## Goal
Report only the number of lines in the records below that contain the string "formatted".

Items from a data source

....................

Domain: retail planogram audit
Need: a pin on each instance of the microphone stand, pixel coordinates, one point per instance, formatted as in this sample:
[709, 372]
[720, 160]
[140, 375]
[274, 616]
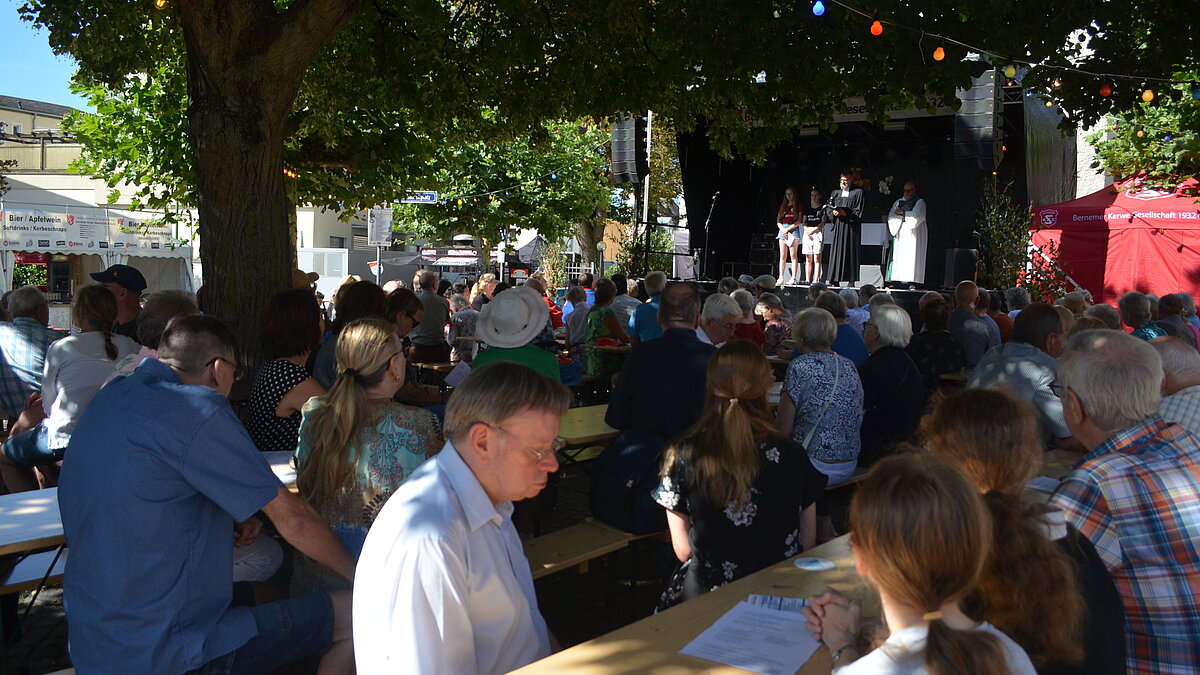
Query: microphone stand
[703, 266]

....................

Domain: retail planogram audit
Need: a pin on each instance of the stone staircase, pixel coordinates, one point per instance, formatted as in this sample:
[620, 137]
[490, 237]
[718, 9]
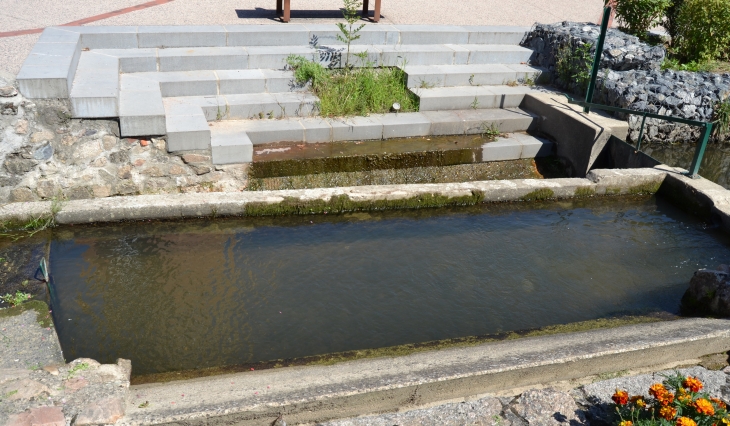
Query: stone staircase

....................

## Exercise output
2